Deine Aufgaben =>
A – An welcher Universität studierte Beauvoir laut dem Text über ihr Tagebuch, als sie diesen Band schrieb?
B – Suche bitte alle Zeilen der Einträge heraus, in denen das Wort „shirt“ vorkommt, und gib jede davon unverändert wieder.

Textgrundlage =>
-*-

"Ich bin da. Mein Herz schlägt."
In ihren Memoiren bezeichnete sich Beauvoir als eine „literarische Schriftstellerin“ und behauptete, keine „ideengebende Philosophin“ zu sein. Sie nannte Sartre als den eigentlichen Schöpfer der philosophischen Theorien in „Das andere Geschlecht“ und ihren anderen Arbeiten. Doch Beauvoirs handgeschriebenes Tagebuch aus dem Jahr 1927 erzählt eine ganz andere Geschichte.
In diesem Band, den sie als 19-jährige Philosophiestudentin an der Sorbonne schrieb, definiert Beauvoir bereits einige der zentralen Fragestellungen und Positionen ihrer späteren philosophischen Arbeiten, einschließlich „Das andere Geschlecht“ – und das zwei Jahre, bevor sie Sartre zum ersten Mal begegnete.

-*-

Einträge zur Übung =>
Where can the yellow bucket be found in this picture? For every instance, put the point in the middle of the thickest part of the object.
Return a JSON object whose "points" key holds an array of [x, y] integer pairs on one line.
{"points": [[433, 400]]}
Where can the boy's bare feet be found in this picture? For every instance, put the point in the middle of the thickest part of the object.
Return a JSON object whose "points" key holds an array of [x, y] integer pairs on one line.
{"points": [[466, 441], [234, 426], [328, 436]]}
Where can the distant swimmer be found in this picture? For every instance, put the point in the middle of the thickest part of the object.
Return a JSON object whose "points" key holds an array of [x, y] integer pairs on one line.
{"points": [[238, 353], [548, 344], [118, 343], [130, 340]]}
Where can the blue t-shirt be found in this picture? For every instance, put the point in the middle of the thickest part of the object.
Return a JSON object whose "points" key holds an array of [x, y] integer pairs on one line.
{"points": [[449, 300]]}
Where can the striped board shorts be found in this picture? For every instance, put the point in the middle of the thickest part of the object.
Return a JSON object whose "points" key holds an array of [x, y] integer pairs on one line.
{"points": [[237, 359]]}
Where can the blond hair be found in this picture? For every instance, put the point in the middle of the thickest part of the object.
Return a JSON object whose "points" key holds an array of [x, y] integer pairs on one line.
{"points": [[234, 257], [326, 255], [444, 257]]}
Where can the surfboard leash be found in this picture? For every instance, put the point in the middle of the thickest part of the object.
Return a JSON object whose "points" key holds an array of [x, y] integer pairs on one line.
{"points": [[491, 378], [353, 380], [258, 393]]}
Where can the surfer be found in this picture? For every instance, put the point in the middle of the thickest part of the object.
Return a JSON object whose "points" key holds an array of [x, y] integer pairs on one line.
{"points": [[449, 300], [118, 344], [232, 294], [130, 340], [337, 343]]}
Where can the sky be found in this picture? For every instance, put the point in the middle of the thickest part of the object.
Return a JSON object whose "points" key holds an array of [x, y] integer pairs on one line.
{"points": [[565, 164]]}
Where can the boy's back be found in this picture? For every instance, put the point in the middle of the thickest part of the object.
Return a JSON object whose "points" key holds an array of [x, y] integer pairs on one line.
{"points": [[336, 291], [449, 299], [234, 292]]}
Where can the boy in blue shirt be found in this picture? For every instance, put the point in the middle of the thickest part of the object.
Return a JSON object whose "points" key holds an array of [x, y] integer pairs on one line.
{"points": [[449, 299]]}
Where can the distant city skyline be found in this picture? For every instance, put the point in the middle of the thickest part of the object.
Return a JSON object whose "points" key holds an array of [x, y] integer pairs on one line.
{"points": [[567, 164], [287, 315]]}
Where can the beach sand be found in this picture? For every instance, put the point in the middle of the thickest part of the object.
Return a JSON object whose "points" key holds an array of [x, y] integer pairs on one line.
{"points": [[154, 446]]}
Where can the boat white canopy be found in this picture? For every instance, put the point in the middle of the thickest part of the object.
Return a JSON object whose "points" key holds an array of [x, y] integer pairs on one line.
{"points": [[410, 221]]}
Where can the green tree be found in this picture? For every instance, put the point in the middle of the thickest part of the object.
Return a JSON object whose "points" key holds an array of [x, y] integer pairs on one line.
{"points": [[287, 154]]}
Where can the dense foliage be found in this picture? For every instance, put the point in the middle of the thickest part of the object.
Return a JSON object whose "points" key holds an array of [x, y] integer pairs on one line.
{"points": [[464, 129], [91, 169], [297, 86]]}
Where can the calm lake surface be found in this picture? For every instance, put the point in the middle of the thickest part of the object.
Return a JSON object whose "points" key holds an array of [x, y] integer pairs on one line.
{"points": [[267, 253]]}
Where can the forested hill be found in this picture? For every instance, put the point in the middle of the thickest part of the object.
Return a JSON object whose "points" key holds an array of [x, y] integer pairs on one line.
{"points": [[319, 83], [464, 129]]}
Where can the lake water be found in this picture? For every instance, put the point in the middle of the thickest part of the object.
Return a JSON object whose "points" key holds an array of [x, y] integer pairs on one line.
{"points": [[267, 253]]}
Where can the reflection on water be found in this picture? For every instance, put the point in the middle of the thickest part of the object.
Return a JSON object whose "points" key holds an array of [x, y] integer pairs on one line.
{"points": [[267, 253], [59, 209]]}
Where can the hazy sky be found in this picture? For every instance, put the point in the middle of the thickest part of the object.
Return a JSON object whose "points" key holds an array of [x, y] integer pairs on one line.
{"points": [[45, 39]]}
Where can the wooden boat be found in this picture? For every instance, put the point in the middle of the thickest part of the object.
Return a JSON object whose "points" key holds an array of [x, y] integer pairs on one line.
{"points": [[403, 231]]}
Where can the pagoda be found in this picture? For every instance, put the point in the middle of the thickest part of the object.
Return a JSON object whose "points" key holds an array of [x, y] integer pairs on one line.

-*-

Lösungen der Aufgaben =>
A – An der Sorbonne.

B –
Where can the blue t-shirt be found in this picture? For every instance, put the point in the middle of the thickest part of the object.
Where can the boy in blue shirt be found in this picture? For every instance, put the point in the middle of the thickest part of the object.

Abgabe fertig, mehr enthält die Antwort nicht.